Locate every line in the items below that contains the word "yellow", and copy each of those lines.

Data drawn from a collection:
————————
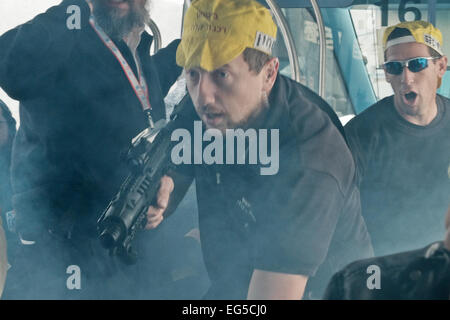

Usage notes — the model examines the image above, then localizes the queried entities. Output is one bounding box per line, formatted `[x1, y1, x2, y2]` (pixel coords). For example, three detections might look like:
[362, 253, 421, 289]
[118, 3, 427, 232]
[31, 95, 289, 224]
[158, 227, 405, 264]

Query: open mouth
[404, 91, 417, 103]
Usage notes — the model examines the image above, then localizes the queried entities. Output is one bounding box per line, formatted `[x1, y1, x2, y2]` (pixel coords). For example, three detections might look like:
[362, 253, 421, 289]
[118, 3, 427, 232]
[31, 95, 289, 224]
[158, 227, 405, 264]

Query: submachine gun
[97, 98, 191, 264]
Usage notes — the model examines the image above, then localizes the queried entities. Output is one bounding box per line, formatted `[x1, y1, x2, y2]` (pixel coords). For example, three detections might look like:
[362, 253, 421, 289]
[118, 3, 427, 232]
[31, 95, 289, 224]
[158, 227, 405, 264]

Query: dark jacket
[0, 0, 181, 236]
[324, 242, 450, 300]
[0, 100, 16, 217]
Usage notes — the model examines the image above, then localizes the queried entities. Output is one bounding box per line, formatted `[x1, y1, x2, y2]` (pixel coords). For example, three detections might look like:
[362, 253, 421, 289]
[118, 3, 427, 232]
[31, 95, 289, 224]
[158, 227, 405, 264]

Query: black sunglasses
[383, 57, 439, 75]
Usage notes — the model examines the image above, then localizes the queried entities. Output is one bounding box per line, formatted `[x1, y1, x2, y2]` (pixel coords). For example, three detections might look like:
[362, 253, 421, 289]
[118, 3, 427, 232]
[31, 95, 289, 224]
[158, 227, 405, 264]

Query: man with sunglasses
[345, 21, 450, 255]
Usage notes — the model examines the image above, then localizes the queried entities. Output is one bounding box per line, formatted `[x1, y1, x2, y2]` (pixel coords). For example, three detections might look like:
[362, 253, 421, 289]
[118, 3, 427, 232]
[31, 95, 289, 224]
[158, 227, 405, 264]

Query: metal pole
[311, 0, 327, 99]
[266, 0, 300, 82]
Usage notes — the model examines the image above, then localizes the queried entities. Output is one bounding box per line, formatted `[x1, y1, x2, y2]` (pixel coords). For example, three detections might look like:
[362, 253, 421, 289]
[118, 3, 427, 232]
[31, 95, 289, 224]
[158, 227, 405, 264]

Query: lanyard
[89, 16, 154, 128]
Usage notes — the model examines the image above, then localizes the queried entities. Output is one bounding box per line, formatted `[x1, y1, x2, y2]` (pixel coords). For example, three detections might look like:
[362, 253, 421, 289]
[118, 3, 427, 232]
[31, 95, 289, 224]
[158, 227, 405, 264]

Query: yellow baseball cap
[177, 0, 277, 72]
[383, 21, 444, 56]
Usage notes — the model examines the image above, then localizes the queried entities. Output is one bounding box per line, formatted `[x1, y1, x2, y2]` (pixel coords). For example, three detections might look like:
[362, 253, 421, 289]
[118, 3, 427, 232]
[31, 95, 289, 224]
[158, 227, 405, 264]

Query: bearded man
[0, 0, 181, 299]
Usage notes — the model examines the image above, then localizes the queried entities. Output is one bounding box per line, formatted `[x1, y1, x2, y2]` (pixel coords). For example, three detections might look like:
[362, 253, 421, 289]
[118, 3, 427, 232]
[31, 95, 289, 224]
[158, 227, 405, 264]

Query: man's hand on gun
[145, 176, 175, 230]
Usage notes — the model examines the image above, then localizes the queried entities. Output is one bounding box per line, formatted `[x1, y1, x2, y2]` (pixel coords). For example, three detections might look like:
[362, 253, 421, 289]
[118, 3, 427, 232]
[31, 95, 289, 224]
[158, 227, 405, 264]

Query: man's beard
[93, 0, 148, 39]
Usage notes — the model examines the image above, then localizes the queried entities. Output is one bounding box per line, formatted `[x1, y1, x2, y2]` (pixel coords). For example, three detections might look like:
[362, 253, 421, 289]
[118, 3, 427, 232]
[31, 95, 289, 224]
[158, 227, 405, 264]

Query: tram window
[274, 8, 355, 117]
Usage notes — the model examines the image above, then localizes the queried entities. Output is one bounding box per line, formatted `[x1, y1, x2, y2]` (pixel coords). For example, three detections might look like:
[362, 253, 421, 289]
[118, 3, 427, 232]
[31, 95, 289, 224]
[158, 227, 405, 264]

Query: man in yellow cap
[148, 0, 372, 299]
[345, 21, 450, 255]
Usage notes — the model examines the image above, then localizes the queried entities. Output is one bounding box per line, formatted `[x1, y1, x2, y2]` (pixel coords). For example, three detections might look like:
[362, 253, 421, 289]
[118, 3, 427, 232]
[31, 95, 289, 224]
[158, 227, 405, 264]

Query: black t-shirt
[176, 76, 373, 299]
[345, 95, 450, 255]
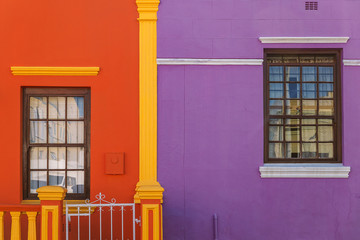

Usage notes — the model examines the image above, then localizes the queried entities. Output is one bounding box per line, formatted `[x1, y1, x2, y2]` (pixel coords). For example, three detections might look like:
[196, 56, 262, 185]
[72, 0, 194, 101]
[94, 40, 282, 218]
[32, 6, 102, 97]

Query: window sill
[259, 163, 350, 178]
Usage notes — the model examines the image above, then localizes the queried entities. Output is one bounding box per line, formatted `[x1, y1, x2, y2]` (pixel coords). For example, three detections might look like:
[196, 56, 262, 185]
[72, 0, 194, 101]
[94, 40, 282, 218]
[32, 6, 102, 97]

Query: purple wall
[158, 0, 360, 240]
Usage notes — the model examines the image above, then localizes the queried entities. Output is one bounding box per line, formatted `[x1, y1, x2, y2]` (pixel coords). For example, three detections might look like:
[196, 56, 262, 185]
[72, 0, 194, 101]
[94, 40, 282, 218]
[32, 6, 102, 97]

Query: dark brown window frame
[263, 49, 342, 163]
[22, 87, 91, 200]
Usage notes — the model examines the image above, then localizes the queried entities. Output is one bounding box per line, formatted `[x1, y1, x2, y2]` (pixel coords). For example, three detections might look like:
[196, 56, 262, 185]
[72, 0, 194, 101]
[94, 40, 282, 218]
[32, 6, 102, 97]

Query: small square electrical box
[105, 152, 125, 175]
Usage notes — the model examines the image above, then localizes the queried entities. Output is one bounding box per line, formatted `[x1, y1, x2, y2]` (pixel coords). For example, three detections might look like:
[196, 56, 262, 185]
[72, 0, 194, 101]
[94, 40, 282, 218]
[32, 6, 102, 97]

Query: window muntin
[264, 51, 341, 163]
[23, 88, 90, 199]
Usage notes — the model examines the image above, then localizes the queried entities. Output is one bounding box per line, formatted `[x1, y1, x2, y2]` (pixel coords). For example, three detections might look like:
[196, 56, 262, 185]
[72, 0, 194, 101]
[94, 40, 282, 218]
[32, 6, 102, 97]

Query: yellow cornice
[136, 0, 160, 20]
[11, 66, 100, 76]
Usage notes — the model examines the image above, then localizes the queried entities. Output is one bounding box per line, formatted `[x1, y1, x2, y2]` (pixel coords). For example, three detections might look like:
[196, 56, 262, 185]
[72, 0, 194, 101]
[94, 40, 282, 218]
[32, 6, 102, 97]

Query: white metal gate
[66, 193, 140, 240]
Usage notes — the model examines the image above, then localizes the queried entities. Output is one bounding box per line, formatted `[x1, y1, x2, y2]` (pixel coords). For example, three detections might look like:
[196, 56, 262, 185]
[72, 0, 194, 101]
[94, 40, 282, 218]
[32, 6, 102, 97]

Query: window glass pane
[270, 83, 284, 98]
[319, 143, 334, 158]
[30, 97, 47, 119]
[300, 56, 315, 63]
[286, 100, 301, 115]
[67, 147, 84, 169]
[49, 97, 65, 119]
[302, 143, 316, 158]
[319, 67, 334, 82]
[67, 97, 84, 119]
[286, 143, 300, 158]
[286, 83, 300, 98]
[301, 119, 316, 125]
[49, 171, 65, 187]
[318, 118, 333, 125]
[302, 67, 317, 82]
[301, 126, 316, 142]
[49, 121, 65, 143]
[283, 55, 299, 63]
[30, 147, 47, 169]
[302, 83, 317, 98]
[269, 66, 284, 82]
[269, 100, 284, 115]
[319, 126, 333, 142]
[49, 147, 65, 169]
[302, 100, 317, 116]
[267, 56, 282, 63]
[319, 100, 334, 116]
[285, 67, 300, 82]
[316, 56, 335, 63]
[269, 143, 284, 158]
[67, 121, 84, 143]
[285, 126, 300, 142]
[285, 118, 300, 125]
[30, 121, 46, 143]
[269, 118, 282, 124]
[30, 171, 47, 193]
[67, 171, 84, 193]
[319, 83, 334, 98]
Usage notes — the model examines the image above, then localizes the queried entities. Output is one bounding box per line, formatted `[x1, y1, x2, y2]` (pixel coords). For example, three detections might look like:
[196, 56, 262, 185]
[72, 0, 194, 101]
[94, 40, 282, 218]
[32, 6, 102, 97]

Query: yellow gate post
[36, 186, 67, 240]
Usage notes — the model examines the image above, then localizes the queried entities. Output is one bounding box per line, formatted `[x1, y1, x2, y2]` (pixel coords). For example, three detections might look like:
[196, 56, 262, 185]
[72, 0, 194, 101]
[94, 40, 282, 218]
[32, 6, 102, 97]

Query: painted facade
[158, 0, 360, 240]
[0, 0, 163, 239]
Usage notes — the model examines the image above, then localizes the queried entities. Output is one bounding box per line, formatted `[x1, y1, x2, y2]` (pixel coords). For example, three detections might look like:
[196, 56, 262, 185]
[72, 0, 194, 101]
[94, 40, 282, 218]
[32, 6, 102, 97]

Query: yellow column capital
[26, 212, 37, 240]
[36, 186, 67, 201]
[10, 212, 21, 240]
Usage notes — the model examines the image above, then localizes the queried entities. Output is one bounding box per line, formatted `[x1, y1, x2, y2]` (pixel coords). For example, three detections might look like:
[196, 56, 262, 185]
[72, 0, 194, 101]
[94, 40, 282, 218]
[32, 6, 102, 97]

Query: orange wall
[0, 0, 139, 204]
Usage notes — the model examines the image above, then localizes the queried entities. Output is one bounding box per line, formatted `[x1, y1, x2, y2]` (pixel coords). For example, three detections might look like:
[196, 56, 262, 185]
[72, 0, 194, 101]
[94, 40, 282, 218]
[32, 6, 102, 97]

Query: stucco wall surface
[0, 0, 139, 204]
[158, 0, 360, 240]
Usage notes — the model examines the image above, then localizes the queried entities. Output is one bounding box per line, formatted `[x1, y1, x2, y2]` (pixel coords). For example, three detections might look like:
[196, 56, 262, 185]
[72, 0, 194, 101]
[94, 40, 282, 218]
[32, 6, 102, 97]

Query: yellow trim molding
[11, 66, 100, 76]
[10, 212, 21, 240]
[26, 212, 37, 240]
[134, 0, 164, 203]
[142, 204, 161, 240]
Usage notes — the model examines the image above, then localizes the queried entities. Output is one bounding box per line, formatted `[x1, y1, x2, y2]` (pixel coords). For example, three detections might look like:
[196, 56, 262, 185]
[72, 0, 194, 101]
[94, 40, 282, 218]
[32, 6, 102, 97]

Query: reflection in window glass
[67, 97, 84, 119]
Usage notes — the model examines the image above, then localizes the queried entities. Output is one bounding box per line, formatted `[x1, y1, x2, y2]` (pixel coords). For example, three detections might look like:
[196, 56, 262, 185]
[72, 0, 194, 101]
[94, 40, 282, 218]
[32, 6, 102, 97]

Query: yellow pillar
[26, 212, 37, 240]
[10, 212, 21, 240]
[0, 212, 4, 240]
[134, 0, 164, 240]
[36, 186, 67, 240]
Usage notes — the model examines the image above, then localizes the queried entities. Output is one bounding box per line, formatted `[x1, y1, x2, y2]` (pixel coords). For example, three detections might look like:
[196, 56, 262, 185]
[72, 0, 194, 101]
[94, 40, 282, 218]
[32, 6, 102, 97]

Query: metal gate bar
[66, 193, 140, 240]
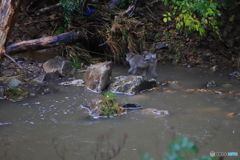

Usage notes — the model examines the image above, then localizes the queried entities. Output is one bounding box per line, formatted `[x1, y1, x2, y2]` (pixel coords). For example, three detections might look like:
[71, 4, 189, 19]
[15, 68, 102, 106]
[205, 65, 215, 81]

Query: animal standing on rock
[126, 51, 158, 78]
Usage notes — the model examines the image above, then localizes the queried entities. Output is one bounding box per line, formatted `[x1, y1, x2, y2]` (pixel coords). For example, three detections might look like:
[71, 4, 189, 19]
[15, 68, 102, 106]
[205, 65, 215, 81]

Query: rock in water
[109, 75, 157, 95]
[43, 56, 74, 77]
[84, 61, 113, 92]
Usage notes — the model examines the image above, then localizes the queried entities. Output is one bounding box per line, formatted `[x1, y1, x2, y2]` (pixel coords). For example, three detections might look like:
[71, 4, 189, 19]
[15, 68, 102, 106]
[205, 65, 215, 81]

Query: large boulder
[109, 75, 157, 95]
[43, 56, 74, 77]
[84, 61, 113, 92]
————————
OUTPUT:
Query: yellow baseball cap
Query: man in yellow cap
Query: yellow cornice
Query: yellow gate post
Query: yellow column capital
Query: yellow trim molding
Query: yellow pillar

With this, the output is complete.